[Segmentation mask data]
━━━━
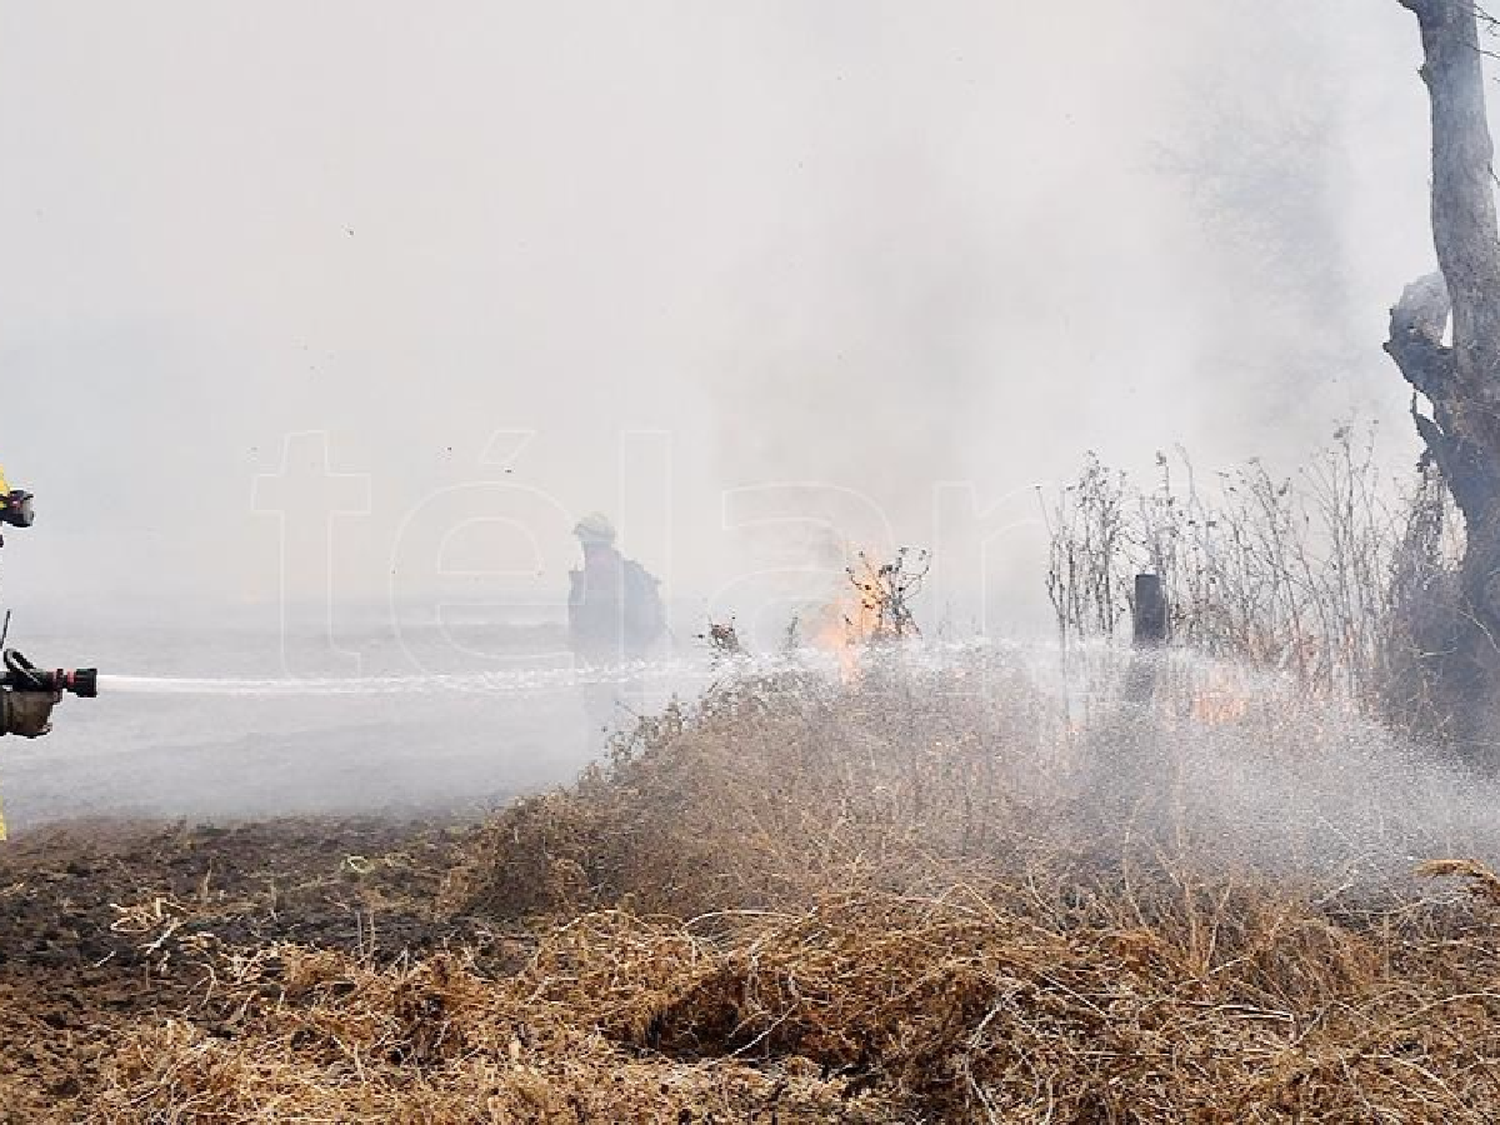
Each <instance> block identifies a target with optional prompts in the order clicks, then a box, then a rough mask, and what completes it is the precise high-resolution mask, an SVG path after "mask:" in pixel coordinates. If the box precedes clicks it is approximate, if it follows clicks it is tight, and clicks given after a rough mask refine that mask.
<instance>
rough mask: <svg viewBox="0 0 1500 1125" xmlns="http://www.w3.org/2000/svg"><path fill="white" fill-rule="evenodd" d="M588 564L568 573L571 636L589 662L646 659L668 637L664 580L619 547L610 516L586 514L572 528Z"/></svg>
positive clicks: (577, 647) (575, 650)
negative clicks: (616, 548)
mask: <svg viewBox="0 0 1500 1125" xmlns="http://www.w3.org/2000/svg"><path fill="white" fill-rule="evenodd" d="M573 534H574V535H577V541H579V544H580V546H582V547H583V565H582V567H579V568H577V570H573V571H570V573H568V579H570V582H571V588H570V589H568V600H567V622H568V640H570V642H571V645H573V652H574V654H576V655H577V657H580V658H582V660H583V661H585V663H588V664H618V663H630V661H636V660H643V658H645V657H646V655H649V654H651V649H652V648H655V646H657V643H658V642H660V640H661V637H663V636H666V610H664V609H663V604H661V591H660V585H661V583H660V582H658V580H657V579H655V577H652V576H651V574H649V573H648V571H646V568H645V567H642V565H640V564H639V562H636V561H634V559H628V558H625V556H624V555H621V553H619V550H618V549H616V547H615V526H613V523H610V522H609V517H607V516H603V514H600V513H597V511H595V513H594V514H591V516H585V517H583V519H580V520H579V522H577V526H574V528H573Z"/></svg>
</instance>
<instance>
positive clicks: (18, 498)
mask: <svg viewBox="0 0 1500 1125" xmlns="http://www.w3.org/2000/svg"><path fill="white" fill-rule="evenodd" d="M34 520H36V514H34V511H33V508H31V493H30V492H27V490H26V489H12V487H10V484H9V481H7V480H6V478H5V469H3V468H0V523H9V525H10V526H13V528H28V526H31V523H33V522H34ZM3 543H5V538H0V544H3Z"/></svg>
━━━━
YOUR INSTRUCTIONS: Please say how many lines of the records contain the word "instance", giving the number by itself.

WRITTEN RESPONSE: 4